- WHAT YOU NEED TO DO
Convert every line of the records below into a JSON list of strings, one string per line, with blank lines omitted.

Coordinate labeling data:

[start]

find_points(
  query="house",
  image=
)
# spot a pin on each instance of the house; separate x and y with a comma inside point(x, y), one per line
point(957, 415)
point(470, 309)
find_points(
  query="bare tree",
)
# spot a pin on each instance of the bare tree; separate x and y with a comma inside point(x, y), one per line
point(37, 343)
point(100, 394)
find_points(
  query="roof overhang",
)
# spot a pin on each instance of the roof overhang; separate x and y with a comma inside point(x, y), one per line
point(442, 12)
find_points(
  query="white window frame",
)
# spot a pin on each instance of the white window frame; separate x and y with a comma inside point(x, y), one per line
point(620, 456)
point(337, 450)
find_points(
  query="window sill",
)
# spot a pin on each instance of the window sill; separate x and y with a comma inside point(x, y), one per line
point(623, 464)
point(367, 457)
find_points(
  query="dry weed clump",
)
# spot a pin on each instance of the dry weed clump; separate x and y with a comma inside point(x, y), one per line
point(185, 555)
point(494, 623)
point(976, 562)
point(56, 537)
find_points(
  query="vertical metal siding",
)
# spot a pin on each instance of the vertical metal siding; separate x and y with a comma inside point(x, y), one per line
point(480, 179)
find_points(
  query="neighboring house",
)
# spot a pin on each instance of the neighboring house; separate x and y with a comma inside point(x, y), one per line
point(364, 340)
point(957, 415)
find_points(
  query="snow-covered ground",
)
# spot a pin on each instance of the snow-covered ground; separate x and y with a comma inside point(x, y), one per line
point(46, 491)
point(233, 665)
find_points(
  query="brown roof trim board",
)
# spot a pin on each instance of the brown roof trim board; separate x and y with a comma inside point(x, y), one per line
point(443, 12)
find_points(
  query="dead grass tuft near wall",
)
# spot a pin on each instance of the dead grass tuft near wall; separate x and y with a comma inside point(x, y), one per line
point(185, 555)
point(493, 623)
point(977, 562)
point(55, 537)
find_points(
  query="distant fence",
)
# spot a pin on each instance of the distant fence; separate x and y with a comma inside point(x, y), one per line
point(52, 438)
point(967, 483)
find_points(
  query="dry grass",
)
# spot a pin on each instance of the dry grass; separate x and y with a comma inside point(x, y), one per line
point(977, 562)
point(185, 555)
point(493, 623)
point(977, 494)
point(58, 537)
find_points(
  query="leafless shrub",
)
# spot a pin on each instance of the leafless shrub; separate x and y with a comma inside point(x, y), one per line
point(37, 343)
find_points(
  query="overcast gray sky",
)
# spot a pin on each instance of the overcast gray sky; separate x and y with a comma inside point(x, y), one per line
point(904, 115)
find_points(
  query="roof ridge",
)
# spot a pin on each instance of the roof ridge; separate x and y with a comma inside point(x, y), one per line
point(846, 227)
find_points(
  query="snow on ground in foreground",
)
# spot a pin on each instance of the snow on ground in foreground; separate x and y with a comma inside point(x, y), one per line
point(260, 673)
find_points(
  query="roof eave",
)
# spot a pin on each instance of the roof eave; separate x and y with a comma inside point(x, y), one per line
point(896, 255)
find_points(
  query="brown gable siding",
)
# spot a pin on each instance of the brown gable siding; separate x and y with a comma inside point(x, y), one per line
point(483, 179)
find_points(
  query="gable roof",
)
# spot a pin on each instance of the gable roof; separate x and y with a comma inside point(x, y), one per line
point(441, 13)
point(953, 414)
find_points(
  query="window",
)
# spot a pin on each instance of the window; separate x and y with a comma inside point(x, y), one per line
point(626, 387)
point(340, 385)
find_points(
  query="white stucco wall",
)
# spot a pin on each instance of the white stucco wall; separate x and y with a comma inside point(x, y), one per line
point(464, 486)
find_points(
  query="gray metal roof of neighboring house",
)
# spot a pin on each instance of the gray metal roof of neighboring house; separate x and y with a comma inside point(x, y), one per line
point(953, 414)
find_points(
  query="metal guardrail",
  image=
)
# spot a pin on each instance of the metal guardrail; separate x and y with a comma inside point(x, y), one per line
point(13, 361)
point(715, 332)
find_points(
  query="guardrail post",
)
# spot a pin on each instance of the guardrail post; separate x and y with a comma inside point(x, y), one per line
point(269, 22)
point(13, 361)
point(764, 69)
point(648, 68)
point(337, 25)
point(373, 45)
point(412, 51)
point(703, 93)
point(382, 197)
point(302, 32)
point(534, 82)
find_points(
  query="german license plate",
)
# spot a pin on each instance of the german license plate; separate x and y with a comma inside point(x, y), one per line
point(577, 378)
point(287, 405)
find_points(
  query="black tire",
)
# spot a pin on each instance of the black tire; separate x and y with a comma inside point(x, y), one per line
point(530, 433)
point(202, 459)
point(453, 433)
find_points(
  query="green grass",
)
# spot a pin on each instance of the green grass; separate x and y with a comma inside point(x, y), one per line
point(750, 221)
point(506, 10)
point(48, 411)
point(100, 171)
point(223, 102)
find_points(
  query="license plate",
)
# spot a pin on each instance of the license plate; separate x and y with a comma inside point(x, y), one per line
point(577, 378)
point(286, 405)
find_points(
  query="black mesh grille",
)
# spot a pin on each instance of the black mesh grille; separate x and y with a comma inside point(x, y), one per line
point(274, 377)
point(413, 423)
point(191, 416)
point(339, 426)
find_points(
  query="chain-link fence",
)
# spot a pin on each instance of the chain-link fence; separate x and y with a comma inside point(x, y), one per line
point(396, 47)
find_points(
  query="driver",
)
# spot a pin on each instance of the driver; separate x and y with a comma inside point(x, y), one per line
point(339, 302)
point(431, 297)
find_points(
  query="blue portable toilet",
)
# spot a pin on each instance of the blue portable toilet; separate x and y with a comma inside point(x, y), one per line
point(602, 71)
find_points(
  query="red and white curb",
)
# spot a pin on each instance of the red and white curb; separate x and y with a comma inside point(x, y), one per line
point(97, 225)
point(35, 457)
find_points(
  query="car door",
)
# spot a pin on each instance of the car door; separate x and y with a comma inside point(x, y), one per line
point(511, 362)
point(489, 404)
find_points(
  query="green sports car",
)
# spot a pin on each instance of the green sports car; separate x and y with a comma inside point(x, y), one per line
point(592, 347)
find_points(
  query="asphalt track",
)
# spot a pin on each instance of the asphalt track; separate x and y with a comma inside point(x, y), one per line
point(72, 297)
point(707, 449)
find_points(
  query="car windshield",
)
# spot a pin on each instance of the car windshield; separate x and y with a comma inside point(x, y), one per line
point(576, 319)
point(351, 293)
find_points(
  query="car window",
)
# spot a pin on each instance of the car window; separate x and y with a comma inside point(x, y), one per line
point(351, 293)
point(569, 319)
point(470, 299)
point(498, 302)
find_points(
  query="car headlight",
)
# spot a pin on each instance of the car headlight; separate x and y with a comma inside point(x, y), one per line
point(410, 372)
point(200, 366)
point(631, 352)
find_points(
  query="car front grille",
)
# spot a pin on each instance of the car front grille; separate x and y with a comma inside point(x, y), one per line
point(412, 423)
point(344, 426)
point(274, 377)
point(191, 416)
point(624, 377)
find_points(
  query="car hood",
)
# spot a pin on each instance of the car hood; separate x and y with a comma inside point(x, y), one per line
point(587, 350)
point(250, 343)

[end]

- FINAL RESULT
[
  "find_points(",
  "  query=\"house\",",
  "  image=",
  ")",
  "# spot a pin on each instance of the house; separate x and y with a comma inside point(x, y), one per line",
  "point(957, 415)",
  "point(470, 309)",
  "find_points(",
  "  query=\"bare tree\",",
  ")",
  "# spot a pin on each instance of the bare tree; separate x and y with a comma inside point(x, y), one per line",
  "point(37, 343)",
  "point(100, 394)",
  "find_points(",
  "  query=\"roof overhang\",",
  ")",
  "# spot a pin on each instance of the roof overhang; separate x and y with a comma inside point(x, y), one per line",
  "point(442, 12)",
  "find_points(",
  "  query=\"white window frame\",",
  ")",
  "# spot a pin on each instance of the white window frame; separate x and y with a comma inside point(x, y), one per line",
  "point(620, 456)",
  "point(337, 450)",
  "find_points(",
  "  query=\"window sill\",",
  ")",
  "# spot a pin on each instance of the window sill; separate x and y with a comma inside point(x, y), one per line",
  "point(623, 464)",
  "point(367, 457)",
  "find_points(",
  "  query=\"dry weed clump\",",
  ")",
  "# spot a pin on each instance of the dry weed clump; separate x and y with a comma inside point(x, y), one per line",
  "point(185, 555)",
  "point(494, 623)",
  "point(976, 562)",
  "point(56, 537)",
  "find_points(",
  "  query=\"vertical metal siding\",",
  ")",
  "# spot a pin on each instance of the vertical metal siding; separate x and y with a comma inside point(x, y), one per line",
  "point(480, 179)",
  "find_points(",
  "  query=\"neighboring house\",",
  ")",
  "# spot a pin on each instance of the neighboring house; separate x and y with a comma inside point(x, y), one per line",
  "point(364, 340)",
  "point(957, 415)",
  "find_points(",
  "  query=\"snow-covered ground\",",
  ")",
  "# spot a pin on each instance of the snow-covered ground; separate x and y with a comma inside point(x, y), one per line",
  "point(46, 491)",
  "point(233, 665)",
  "find_points(",
  "  query=\"brown roof trim board\",",
  ")",
  "# spot a pin on each instance of the brown roof trim board; separate x and y with a comma inside point(x, y), one per line",
  "point(443, 12)",
  "find_points(",
  "  query=\"dead grass tuft near wall\",",
  ")",
  "# spot a pin on each instance of the dead grass tuft near wall; separate x and y with a comma inside point(x, y), one per line",
  "point(185, 555)",
  "point(493, 623)",
  "point(977, 562)",
  "point(55, 537)",
  "find_points(",
  "  query=\"distant fence\",",
  ")",
  "# spot a pin on each instance of the distant fence; separate x and y with a comma inside point(x, y), one per line",
  "point(52, 438)",
  "point(967, 483)",
  "find_points(",
  "  query=\"dry grass\",",
  ")",
  "# spot a pin on each instance of the dry grass; separate x and y with a comma inside point(x, y), one per line",
  "point(977, 562)",
  "point(185, 555)",
  "point(493, 623)",
  "point(977, 494)",
  "point(58, 537)",
  "find_points(",
  "  query=\"leafless shrub\",",
  ")",
  "# spot a pin on each instance of the leafless shrub; separate x and y with a comma inside point(x, y), one per line",
  "point(37, 343)",
  "find_points(",
  "  query=\"overcast gray sky\",",
  ")",
  "# spot a pin on each instance of the overcast gray sky; separate x and y with a comma inside point(x, y), one per line",
  "point(904, 115)",
  "find_points(",
  "  query=\"roof ridge\",",
  ")",
  "# spot a pin on each instance of the roof ridge; separate x and y with a comma inside point(x, y), one per line",
  "point(846, 227)",
  "find_points(",
  "  query=\"snow on ground in foreground\",",
  ")",
  "# spot a pin on each instance of the snow on ground in foreground; separate x and y with a comma inside point(x, y), one per line",
  "point(260, 673)",
  "find_points(",
  "  query=\"roof eave\",",
  ")",
  "# spot a pin on each instance of the roof eave; separate x and y with a comma inside point(x, y), one per line",
  "point(896, 255)",
  "find_points(",
  "  query=\"brown gable siding\",",
  ")",
  "# spot a pin on each instance of the brown gable siding; separate x and y with a comma inside point(x, y), one per line",
  "point(483, 179)",
  "find_points(",
  "  query=\"gable roof\",",
  ")",
  "# spot a pin on each instance of the gable roof; separate x and y with a comma inside point(x, y), one per line",
  "point(441, 13)",
  "point(953, 414)",
  "find_points(",
  "  query=\"window\",",
  ")",
  "# spot a pin on each instance of the window; separate x and y with a comma inside point(x, y), one per line",
  "point(626, 387)",
  "point(340, 385)",
  "find_points(",
  "  query=\"white stucco wall\",",
  ")",
  "# spot a pin on each instance of the white stucco wall; separate x and y with a comma inside point(x, y), one per line",
  "point(464, 486)",
  "find_points(",
  "  query=\"gray metal roof of neighboring house\",",
  ")",
  "# spot a pin on each instance of the gray metal roof of neighboring house; separate x and y with a comma inside point(x, y), one per line",
  "point(953, 414)",
  "find_points(",
  "  query=\"metal guardrail\",",
  "  image=",
  ")",
  "# spot a pin on each instance of the metal guardrail; separate x and y with a comma inside point(x, y), one per line",
  "point(13, 361)",
  "point(715, 332)",
  "find_points(",
  "  query=\"guardrail post\",",
  ")",
  "# spot a pin on each instance of the guardrail post; separate x and y with a comma inside point(x, y), one per line",
  "point(269, 22)",
  "point(13, 361)",
  "point(764, 69)",
  "point(648, 68)",
  "point(337, 25)",
  "point(373, 45)",
  "point(412, 51)",
  "point(703, 93)",
  "point(382, 197)",
  "point(302, 32)",
  "point(534, 82)",
  "find_points(",
  "  query=\"german license plate\",",
  ")",
  "# spot a pin on each instance of the german license plate; separate x and y with a comma inside point(x, y), one per line",
  "point(577, 378)",
  "point(287, 405)",
  "find_points(",
  "  query=\"black tire\",",
  ")",
  "# spot a pin on each instance of the black tire; separate x and y with a comma inside point(x, y), one per line",
  "point(530, 433)",
  "point(202, 459)",
  "point(453, 433)",
  "find_points(",
  "  query=\"green grass\",",
  ")",
  "# spot a pin on each instance of the green grass; separate x and y with a comma inside point(x, y), one per line",
  "point(750, 221)",
  "point(506, 10)",
  "point(48, 411)",
  "point(100, 171)",
  "point(223, 102)",
  "find_points(",
  "  query=\"license plate\",",
  ")",
  "# spot a pin on each instance of the license plate; separate x and y with a comma inside point(x, y), one per line",
  "point(577, 378)",
  "point(286, 405)",
  "find_points(",
  "  query=\"black mesh grille\",",
  ")",
  "# spot a pin on each instance of the black mesh grille; separate x and y with a comma inside point(x, y), one per line",
  "point(274, 377)",
  "point(413, 423)",
  "point(191, 416)",
  "point(339, 426)",
  "find_points(",
  "  query=\"chain-link fence\",",
  ")",
  "# spot a pin on each instance of the chain-link fence; separate x and y with a comma inside point(x, y), one per line",
  "point(396, 47)",
  "find_points(",
  "  query=\"driver\",",
  ")",
  "# spot a pin on each instance of the driver; separate x and y with a comma inside point(x, y), one per line",
  "point(339, 302)",
  "point(431, 297)",
  "find_points(",
  "  query=\"blue portable toilet\",",
  ")",
  "# spot a pin on each instance of the blue portable toilet; separate x and y with a comma inside point(x, y), one per line",
  "point(602, 71)",
  "find_points(",
  "  query=\"red and white curb\",",
  ")",
  "# spot a pin on each instance of the red and white curb; separate x and y with a comma inside point(x, y), one per line",
  "point(97, 225)",
  "point(35, 457)",
  "find_points(",
  "  query=\"car door\",",
  ")",
  "# spot a pin on each instance of the car door; separate x and y with a comma inside point(x, y), one per line",
  "point(511, 362)",
  "point(489, 404)",
  "find_points(",
  "  query=\"green sports car\",",
  ")",
  "# spot a pin on each instance of the green sports car; separate x and y with a comma inside point(x, y), one per line",
  "point(592, 347)",
  "find_points(",
  "  query=\"asphalt track\",",
  ")",
  "# spot a pin on each instance of the asphalt track; separate x and y with a comma inside point(x, y), one per line",
  "point(72, 297)",
  "point(707, 449)",
  "find_points(",
  "  query=\"car windshield\",",
  ")",
  "# spot a pin on each instance of the car windshield; separate x and y with a comma inside point(x, y), one per line",
  "point(576, 319)",
  "point(351, 293)",
  "find_points(",
  "  query=\"car window\",",
  ")",
  "# spot a pin on each instance of the car window; separate x and y with a comma inside point(x, y), one per line",
  "point(351, 293)",
  "point(569, 319)",
  "point(470, 299)",
  "point(498, 302)",
  "find_points(",
  "  query=\"car headlight\",",
  ")",
  "# spot a pin on each instance of the car headlight; separate x and y with a comma inside point(x, y), one per line",
  "point(410, 372)",
  "point(200, 366)",
  "point(631, 352)",
  "find_points(",
  "  query=\"car front grille\",",
  ")",
  "# spot a pin on each instance of the car front grille; separate x and y with a comma inside point(x, y), one per line",
  "point(412, 423)",
  "point(344, 426)",
  "point(274, 377)",
  "point(191, 416)",
  "point(624, 377)",
  "find_points(",
  "  query=\"car hood\",",
  ")",
  "# spot a pin on each instance of the car hood; separate x and y with a comma inside point(x, y), one per line",
  "point(587, 350)",
  "point(250, 343)"
]